# Data listing
= = = = = = =

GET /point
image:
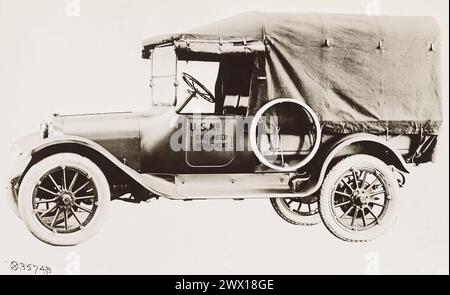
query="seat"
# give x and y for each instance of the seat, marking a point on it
(230, 103)
(235, 105)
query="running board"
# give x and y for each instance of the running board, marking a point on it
(233, 186)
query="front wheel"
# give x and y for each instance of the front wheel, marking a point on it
(358, 200)
(63, 199)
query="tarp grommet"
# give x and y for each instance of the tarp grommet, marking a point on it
(431, 47)
(380, 45)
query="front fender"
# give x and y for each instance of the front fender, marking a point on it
(153, 184)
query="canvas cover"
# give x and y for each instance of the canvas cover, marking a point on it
(377, 74)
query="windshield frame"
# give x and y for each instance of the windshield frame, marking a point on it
(153, 76)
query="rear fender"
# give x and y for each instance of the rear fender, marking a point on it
(386, 153)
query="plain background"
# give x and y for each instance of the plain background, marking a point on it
(52, 62)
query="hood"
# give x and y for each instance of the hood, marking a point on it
(97, 126)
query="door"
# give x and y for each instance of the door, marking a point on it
(210, 140)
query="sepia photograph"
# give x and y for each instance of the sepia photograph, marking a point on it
(256, 137)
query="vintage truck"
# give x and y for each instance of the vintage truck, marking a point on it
(322, 114)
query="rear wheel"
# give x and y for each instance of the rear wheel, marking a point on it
(298, 211)
(358, 200)
(63, 199)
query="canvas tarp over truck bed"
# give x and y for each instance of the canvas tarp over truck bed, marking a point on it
(358, 73)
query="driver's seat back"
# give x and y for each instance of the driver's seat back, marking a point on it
(235, 105)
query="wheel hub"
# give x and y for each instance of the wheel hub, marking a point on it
(360, 198)
(66, 199)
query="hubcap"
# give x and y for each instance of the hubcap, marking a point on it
(360, 198)
(65, 199)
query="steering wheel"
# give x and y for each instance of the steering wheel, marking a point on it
(197, 88)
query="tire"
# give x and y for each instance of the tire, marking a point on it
(37, 192)
(359, 198)
(284, 209)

= = = = = = =

# Work instructions
Beginning with the line that holds "hubcap, marking a point on it", restate word for word every line down to the end of the data, and only those lines.

# Response area
# give x and y for each instance of the hubcap, marking a point on it
(360, 198)
(65, 199)
query="steering wheel"
# give x and y for each instance of the steering wheel, marking a point on it
(197, 88)
query="tire"
# give x and y for each instance of the tire, marking a point on it
(37, 192)
(359, 198)
(284, 209)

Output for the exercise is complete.